Rewrite the listing, replacing "red-tipped bud" with "flower bud" and leaving everything else unchanged.
_____
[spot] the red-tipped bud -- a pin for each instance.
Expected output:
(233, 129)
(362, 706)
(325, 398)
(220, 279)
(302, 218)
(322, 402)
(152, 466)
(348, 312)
_____
▶ **Right answer**:
[spot] the flower bud -- a pin for each instance.
Expected output:
(233, 129)
(362, 706)
(325, 398)
(220, 279)
(302, 218)
(322, 402)
(152, 466)
(348, 312)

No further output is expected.